# Your tasks:
a) Transcribe the portion of the sensitive data page starting with "1. Explore one" and going on through "do you share and publish sensitive data?".
b) Answer these questions from the sensitive data page:
(i) Which dataset shows how sensitive, de-identified data can be safely and openly shared?
(ii) Which two bodies produced the Open Guidelines for the Ethical Use of Digital Data in Human Research?
(iii) For how long has data from the Australian Longitudinal Study of Women's Health been successfully published?

# Supplied passage:
_ _ _ _

Thing 10: Sharing sensitive data

Overview

Teaching: min
Exercises: min
Questions
  • How can you share and publish sensitive data?

Objectives
  • Objective 1.

Sharing sensitive data requires careful consideration, but it can be done. Find out how. Getting started: If it’s so sensitive - how can it possibly be shared and published?! Learn more: Who are the “data gatekeepers”? Challenge me: Make me anonymous

Getting started: Sensitive data can be shared!

Major, familiar, categories of sensitive data are Human data (eg health and personal data, secret or sacred practices); or Ecological data (may place vulnerable species at risk).

Given the nature of this type of data, you might expect that it can’t be shared and reused. But in many cases, it can be.

Explore published sensitive data

  1. Explore one of these examples of published sensitive data: Pregnancy and Lifestyle dataset shows how sensitive, de-identified data can be safely and openly shared. Click on “Go to Data Provider” to see the actual data
  2. This 1 page story tells how sensitive data from the Australian Longitudinal Study of Women’s Health data has been successfully published for almost 20 years.

Share and publish sensitive data

How do you share and publish sensitive data?

  • Scan the ANDS sensitive data webpage.
  • Click on the Sensitive Data Decision Tree to get an overview of issues and solutions.
  • If you have time: follow a couple of the links on the sensitive data page which are of particular interest to you.

Health data survey role play

Imagine you are either a researcher or a participant in a health data survey:

Participant
What questions might you first ask the researcher about intended sharing and reuse of the survey data?
Researcher
What responses would you need to prepare to anticipate participants’ questions about publishing “their data for all the world to see”?

Learn more: The ethics of sensitive data

How we manage sensitive data through its lifecycle and who has a role in ensuring sensitive data is appropriately managed and shared are critical issues in ensuring sensitive data can be shared.

Ethical use of digital data

Open Guidelines for the Ethical Use of Digital Data in Human Research (produced by Melbourne University and the Carlton Connect Initiative).

  1. Start by reading the introduction
  2. Take a closer look Data governance and custodianship on pp15-16
  3. Consider your responses to the questions on p16
  4. If you have time: scan through the rest of the comprehensive document.

Consider: What are your thoughts on the role of data gatekeepers, especially for sensitive data? What skills and knowledge do we need to protect sensitive data?

Challenge me: Anonymizing sensitive data

Anonymization is a process that balances the risks of producing safe data with maintaining useful data. When anonymization is done well the risk of disclosing information referring to individuals should be negligible.

What to anonymize

  1. Names of people: describe according to significance to the respondent: ‘female / male friend’, ‘mother’, ‘father’, ‘teacher’ etc.

_ _ _ _

# Records:
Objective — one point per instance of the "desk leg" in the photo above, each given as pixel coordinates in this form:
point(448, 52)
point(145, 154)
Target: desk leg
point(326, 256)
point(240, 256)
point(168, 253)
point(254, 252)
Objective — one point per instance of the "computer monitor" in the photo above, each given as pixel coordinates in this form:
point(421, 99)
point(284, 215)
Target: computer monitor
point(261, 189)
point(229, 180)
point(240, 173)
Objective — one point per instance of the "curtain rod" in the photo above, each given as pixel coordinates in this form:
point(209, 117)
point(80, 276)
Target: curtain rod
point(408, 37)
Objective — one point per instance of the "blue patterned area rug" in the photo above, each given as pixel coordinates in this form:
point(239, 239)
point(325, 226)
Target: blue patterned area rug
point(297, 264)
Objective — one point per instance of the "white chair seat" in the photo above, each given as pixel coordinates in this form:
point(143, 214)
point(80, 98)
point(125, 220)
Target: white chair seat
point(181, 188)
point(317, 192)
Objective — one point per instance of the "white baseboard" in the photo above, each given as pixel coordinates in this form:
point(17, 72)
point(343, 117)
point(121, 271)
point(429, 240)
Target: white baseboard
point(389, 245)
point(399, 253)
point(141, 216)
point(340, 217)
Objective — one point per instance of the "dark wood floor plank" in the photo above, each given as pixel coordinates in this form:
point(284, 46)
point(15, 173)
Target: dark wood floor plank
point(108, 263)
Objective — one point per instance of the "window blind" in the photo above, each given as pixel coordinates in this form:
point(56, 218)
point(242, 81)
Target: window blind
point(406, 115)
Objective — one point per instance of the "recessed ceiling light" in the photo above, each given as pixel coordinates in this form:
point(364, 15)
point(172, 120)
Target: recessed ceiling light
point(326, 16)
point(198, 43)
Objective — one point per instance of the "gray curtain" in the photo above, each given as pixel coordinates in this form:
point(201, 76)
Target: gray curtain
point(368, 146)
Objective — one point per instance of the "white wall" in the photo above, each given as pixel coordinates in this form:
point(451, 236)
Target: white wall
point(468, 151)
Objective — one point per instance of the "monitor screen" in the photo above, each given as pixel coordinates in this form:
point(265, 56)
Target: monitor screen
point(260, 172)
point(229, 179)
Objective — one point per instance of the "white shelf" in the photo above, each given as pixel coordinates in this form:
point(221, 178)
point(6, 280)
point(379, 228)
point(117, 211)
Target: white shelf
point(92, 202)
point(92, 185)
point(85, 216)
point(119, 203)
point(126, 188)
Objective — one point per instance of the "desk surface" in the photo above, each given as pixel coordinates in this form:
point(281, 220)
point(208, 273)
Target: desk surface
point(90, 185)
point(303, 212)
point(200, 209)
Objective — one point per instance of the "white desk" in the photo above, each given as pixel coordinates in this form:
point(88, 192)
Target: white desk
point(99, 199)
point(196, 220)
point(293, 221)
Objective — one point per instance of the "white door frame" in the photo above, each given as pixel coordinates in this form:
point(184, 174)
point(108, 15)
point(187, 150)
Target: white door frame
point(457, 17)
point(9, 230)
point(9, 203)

_ _ _ _

# Answers by task:
a)
1. Explore one of these examples of published sensitive data: Pregnancy and Lifestyle dataset shows how sensitive, de-identified data can be safely and openly shared. Click on “Go to Data Provider” to see the actual data
  2. This 1 page story tells how sensitive data from the Australian Longitudinal Study of Women’s Health data has been successfully published for almost 20 years.

Share and publish sensitive data

How do you share and publish sensitive data?

b)
(i) The Pregnancy and Lifestyle dataset.
(ii) Melbourne University and the Carlton Connect Initiative.
(iii) For almost 20 years.